+++ PROVIDED DATA

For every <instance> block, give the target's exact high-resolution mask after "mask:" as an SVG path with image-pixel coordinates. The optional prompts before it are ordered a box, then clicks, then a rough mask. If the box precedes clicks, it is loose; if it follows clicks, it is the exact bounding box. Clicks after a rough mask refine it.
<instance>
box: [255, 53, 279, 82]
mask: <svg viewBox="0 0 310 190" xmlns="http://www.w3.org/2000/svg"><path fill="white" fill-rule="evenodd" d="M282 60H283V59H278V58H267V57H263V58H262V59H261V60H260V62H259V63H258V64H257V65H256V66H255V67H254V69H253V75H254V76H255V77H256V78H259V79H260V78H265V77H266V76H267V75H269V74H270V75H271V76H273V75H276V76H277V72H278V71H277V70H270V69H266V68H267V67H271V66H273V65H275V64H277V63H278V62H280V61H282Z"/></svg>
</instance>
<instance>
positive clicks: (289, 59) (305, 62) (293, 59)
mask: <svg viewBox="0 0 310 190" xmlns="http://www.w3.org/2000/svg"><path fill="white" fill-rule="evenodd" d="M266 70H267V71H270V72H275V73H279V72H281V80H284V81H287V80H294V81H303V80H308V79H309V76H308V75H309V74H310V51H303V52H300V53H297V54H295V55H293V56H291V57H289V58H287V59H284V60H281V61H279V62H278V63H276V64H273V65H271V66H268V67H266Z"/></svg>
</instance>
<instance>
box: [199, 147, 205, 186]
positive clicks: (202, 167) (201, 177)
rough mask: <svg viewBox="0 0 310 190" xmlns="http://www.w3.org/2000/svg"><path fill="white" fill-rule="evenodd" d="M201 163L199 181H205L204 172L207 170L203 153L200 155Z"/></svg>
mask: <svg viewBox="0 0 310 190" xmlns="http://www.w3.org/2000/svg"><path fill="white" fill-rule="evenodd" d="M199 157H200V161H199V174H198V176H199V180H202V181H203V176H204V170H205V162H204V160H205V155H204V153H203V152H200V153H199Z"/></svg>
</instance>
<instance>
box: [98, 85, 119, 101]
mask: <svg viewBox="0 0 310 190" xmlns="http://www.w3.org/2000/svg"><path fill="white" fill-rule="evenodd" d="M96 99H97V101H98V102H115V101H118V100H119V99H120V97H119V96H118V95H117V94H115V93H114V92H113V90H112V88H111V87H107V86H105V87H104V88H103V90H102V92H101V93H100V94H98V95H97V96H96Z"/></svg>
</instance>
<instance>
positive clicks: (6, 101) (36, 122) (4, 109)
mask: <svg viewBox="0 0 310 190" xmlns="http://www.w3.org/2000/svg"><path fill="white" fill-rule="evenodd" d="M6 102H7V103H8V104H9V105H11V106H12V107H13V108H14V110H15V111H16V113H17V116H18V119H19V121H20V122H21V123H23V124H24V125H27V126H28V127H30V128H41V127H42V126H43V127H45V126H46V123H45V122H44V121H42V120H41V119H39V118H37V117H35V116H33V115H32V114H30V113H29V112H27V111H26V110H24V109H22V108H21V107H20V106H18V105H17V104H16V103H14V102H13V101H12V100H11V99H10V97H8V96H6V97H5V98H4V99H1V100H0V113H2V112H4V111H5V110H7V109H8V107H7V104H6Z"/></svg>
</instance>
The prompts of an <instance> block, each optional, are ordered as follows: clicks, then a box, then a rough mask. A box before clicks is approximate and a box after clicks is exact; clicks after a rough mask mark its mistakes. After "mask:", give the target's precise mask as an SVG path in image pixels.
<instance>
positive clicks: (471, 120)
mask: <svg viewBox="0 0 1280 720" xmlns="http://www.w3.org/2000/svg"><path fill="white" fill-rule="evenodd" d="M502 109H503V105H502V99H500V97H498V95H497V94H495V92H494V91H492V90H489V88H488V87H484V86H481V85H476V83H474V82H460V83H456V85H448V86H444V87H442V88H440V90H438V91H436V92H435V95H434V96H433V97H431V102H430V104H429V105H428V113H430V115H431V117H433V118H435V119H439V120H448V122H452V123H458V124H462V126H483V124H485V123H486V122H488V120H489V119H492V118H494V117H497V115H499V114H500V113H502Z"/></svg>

++++++

[WHAT NEEDS TO BE DONE]:
Would you output the whole listing exactly as written?

[SOLUTION BELOW]:
For every <instance> block, give the target's exact high-resolution mask after "mask:" as an SVG path with image-pixel coordinates. The optional prompts before it are ordered a box, then clicks, then a rough mask. If the box precedes clicks, it is loose; if it follows clicks, it is the exact bounding box. Clicks after a rough mask refine it.
<instance>
box: [255, 53, 279, 82]
mask: <svg viewBox="0 0 310 190" xmlns="http://www.w3.org/2000/svg"><path fill="white" fill-rule="evenodd" d="M282 60H283V59H278V58H267V57H263V58H262V59H261V60H260V62H259V63H258V64H257V65H256V66H255V67H254V69H253V75H254V76H255V77H256V78H259V79H260V78H265V77H266V76H267V75H269V74H270V75H271V76H273V75H276V76H277V72H278V71H277V70H270V69H266V68H267V67H271V66H273V65H275V64H277V63H278V62H280V61H282Z"/></svg>
</instance>
<instance>
positive clicks: (289, 59) (305, 62) (293, 59)
mask: <svg viewBox="0 0 310 190" xmlns="http://www.w3.org/2000/svg"><path fill="white" fill-rule="evenodd" d="M266 70H267V71H270V72H275V73H279V72H281V80H284V81H287V80H294V81H303V80H308V79H309V76H308V75H309V74H310V51H303V52H300V53H297V54H295V55H293V56H291V57H289V58H287V59H284V60H281V61H279V62H278V63H276V64H273V65H271V66H268V67H266Z"/></svg>
</instance>
<instance>
box: [199, 147, 205, 186]
positive clicks: (202, 167) (201, 177)
rough mask: <svg viewBox="0 0 310 190" xmlns="http://www.w3.org/2000/svg"><path fill="white" fill-rule="evenodd" d="M201 163L199 181H205L204 172L207 170L203 153L200 155Z"/></svg>
mask: <svg viewBox="0 0 310 190" xmlns="http://www.w3.org/2000/svg"><path fill="white" fill-rule="evenodd" d="M199 157H200V161H199V174H198V176H199V180H202V181H203V176H204V170H205V162H204V160H205V155H204V153H203V152H200V153H199Z"/></svg>
</instance>
<instance>
box: [98, 85, 119, 101]
mask: <svg viewBox="0 0 310 190" xmlns="http://www.w3.org/2000/svg"><path fill="white" fill-rule="evenodd" d="M96 99H97V101H98V102H115V101H118V100H119V99H120V97H119V96H118V95H117V94H115V93H114V92H113V90H112V88H111V87H107V86H105V87H104V88H103V90H102V92H101V93H100V94H98V95H97V96H96Z"/></svg>
</instance>
<instance>
positive clicks: (6, 101) (36, 122) (4, 109)
mask: <svg viewBox="0 0 310 190" xmlns="http://www.w3.org/2000/svg"><path fill="white" fill-rule="evenodd" d="M6 102H7V103H8V104H9V105H11V106H12V107H13V108H14V110H15V111H16V113H17V116H18V119H19V121H20V122H21V123H23V124H24V125H27V126H28V127H30V128H41V127H42V126H43V127H45V126H46V123H45V122H44V121H42V120H41V119H39V118H37V117H35V116H33V115H32V114H30V113H29V112H27V111H26V110H24V109H22V108H21V107H20V106H18V105H17V104H16V103H14V102H13V101H12V100H11V99H10V97H8V96H6V97H5V98H4V99H1V100H0V113H2V112H4V111H5V110H7V109H8V107H7V104H6Z"/></svg>
</instance>
The prompts of an <instance> block, each optional, are ordered as follows: clicks, then a box, then a rough mask. A box before clicks is approximate and a box after clicks is exact; clicks after a rough mask mark its mistakes. After "mask:", give the target's precise mask as an SVG path in image pixels.
<instance>
positive clicks: (471, 120)
mask: <svg viewBox="0 0 1280 720" xmlns="http://www.w3.org/2000/svg"><path fill="white" fill-rule="evenodd" d="M502 109H503V105H502V99H500V97H498V95H497V94H495V92H494V91H492V90H489V88H488V87H484V86H481V85H476V83H474V82H460V83H456V85H448V86H444V87H442V88H440V90H438V91H436V92H435V95H434V96H433V97H431V102H430V104H429V105H428V113H430V115H431V117H433V118H435V119H439V120H448V122H452V123H458V124H462V126H483V124H485V123H486V122H488V120H489V119H492V118H494V117H497V115H499V114H500V113H502Z"/></svg>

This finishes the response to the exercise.